SHORT TASK
Can you pick up the fishing forum thread below about the busted rod guides and carry it on from its last sentence?

##### PAGE #####

# I'm stupid!



## Pigsdaddy (Jun 13, 2009)

I drove down to fish the Navarre pier Saturday morning and on the way decided to pull into Whataburger at Gulf Breeze. I forgot my rods were on the back to the truck in my pier cart and busted two of the rings off the guides on my Cobia rod. The guides are fine, and I have the rings. Is there anyone that can braze (spelling?) the rings back on the guides for me?


----------



## hsiF deR (Oct 4, 2009)

I did the exact same thing at Mcdonalds. Fortunately, I didnt break anything.


----------



## lobsterman (Sep 30, 2007)

No but they can re warp new ones on for the cost of the guides plus about 5 to 7 bucks a guide.


----------



## Buckyt (Oct 1, 2007)

I don't know you, but you're not stupid. I've broken several rods by just not thinking, or getting in a hurry. Lighten up on yourself!


----------



## jim t (Sep 30, 2007)

I have a couple good friends in Guam. One has been there a couple years. The other went last fall. We'll call them "Night Moves" and "Double D" or Jon and Dustin. Both are good fisherman who have fished world wide, both are Navy Rescue Swimmers, Jon an E-8, Dustin an E-7.

When Jon found out Dustin had orders to Guam, they got together and bought a nearly new 26' ProCat... (mostly Jon's $$$). Dustin went to So. Carolina and picked up a SWEEET 2 year old boat with a nice T-top. Jon wanted new curtains installed before Dustin shipped it to Guam. Dustin found a guy in Gulf Breeze that would do the work. Dustin lived in Pace. So Dustin took Jon's boat to Gulf Breeze via 17th Street.


Can you guess what happened next?

Yeppers, that nearly new 26' Pro Cat with the nice T-top made a valiant effort to "duck" under the train bridge on 17th just north of the 3 mile bridge. But shecould NOT duck enough.

The stranger behind Dustin at the time of the "mishap" pulled over to help clean the debris. He said it was a spectacular thing to watch.

Imagine THAT phone call to Guam...

It was all repaired nicely, insurance covered all but a large deductible...

But I can only imagine the SOUND as he nonchalantly drove under that train bridge.

The Policeman tried to be kind and said it happens all the time, but that's no help at the time.

By the way, as he would, Jon was cool, laughed a lot and said simply, "No problem, it happens."

But then a few months earlier Jon shattered his elbow... When I heard of course I asked "How did he do that?"

Dustin said simply... "Well he was using his 12 year old sons skateboard and..." That's as far as he got when I busted out laughing.

##### SUPPLIED INFORMATION #####

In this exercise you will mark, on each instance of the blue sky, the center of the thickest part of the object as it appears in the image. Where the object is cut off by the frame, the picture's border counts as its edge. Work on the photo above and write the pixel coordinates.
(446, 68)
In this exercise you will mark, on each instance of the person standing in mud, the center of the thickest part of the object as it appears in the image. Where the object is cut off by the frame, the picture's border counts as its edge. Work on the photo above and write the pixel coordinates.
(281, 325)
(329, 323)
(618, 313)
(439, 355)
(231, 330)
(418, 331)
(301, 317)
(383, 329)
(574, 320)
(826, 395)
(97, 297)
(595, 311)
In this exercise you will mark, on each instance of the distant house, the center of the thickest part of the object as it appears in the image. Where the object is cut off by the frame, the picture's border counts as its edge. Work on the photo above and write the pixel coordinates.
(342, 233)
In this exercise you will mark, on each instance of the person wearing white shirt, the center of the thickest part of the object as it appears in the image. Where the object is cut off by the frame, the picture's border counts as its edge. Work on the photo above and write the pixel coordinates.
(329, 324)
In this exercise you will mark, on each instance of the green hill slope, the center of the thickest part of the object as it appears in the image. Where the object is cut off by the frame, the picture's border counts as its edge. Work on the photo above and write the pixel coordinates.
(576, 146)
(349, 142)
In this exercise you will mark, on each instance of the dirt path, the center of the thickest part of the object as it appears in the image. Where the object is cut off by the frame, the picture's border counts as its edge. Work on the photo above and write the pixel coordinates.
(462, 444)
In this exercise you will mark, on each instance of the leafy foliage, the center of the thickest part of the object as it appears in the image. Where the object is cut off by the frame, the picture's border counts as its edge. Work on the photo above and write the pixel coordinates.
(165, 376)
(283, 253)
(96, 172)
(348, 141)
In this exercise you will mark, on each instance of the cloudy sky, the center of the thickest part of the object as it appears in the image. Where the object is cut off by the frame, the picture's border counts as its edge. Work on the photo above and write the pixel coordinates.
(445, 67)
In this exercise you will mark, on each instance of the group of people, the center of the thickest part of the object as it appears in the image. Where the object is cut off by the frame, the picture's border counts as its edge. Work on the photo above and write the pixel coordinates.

#####

TASK RESPONSE
They are now catching a lot of fish in Guam on a great boat. I'm sure Jon has used his bum elbow as an excuse for a lost fish or two. I'm sure Dustin bites his tongue and moves back under the shade of the t-top.

Jim


----------



## glenn (Jul 25, 2010)

I know it's not good to have to pay for all that and I am sure dumb things happen to all of us but it was funny as hell and I needed a good laugh today, thanks for the story man!


----------



## timeflies (Oct 3, 2007)

A couple of years back I was driving across the 3 mile bridge with a key largo rod and a 706 rigged up, reel sat between the seats of my jeep, rod hang out the back. I guess the line came off the roller and the treble hook fell off the guide foot and went out back. Dont know how long I dragged it but by the time I got to breeze I was on! Looked down to see line peeling of the spool at about 40mph. Stopped in at GBBT to respool on my way to the pier. Luckily nothing broken, but your not stupid. Stuff happens. Its funny.


----------



## TURTLE (May 22, 2008)

Buckyt said:


> I don't know you, but you're not stupid. I've broken several rods by just not thinking, or getting in a hurry. Lighten up on yourself!


*At least you did'nt forget to lower you antena like I did and rip it right off your T-Top lol *


----------



## H2OMARK (Oct 2, 2007)

Pigsdaddy,
There is a fellow in the back of Gone Fishin' Bait and Tackle located on Lillian Hwy just north of 98 that does great work for a good price. I can't think of his name off the top of my head but you could call Gone Fishin' and ask. He has a nice little shop right there in the store. I think I remember him telling me here is there 5 days a week. Hope this helps.

Mark


----------



## on the rocks (Oct 1, 2007)

H2OMARK said:


> Pigsdaddy,
> There is a fellow in the back of Gone Fishin' Bait and Tackle located on Lillian Hwy just north of 98 that does great work for a good price. I can't think of his name off the top of my head but you could call Gone Fishin' and ask. He has a nice little shop right there in the store. I think I remember him telling me here is there 5 days a week. Hope this helps.
> 
> Mark


Rod-n-Reel Depot

His name is Ron Trine
# 850-458-0428
He is a super nice guy that does quality work. I have a custom rod he built for me.


----------



## Buckyt (Oct 1, 2007)

Turtle, your story reminded me of the time we went by boat to Tacky Jacks in Orange Beach and I forgot that I had 6 rods in my rocket launchers. I pulled into one of the old covered slips and got the rods hung up on the roof. I had a hard time getting the rods down so I could back out of the slip. No big damages, but I made some good scratches in some decent rods.


----------



## TURTLE (May 22, 2008)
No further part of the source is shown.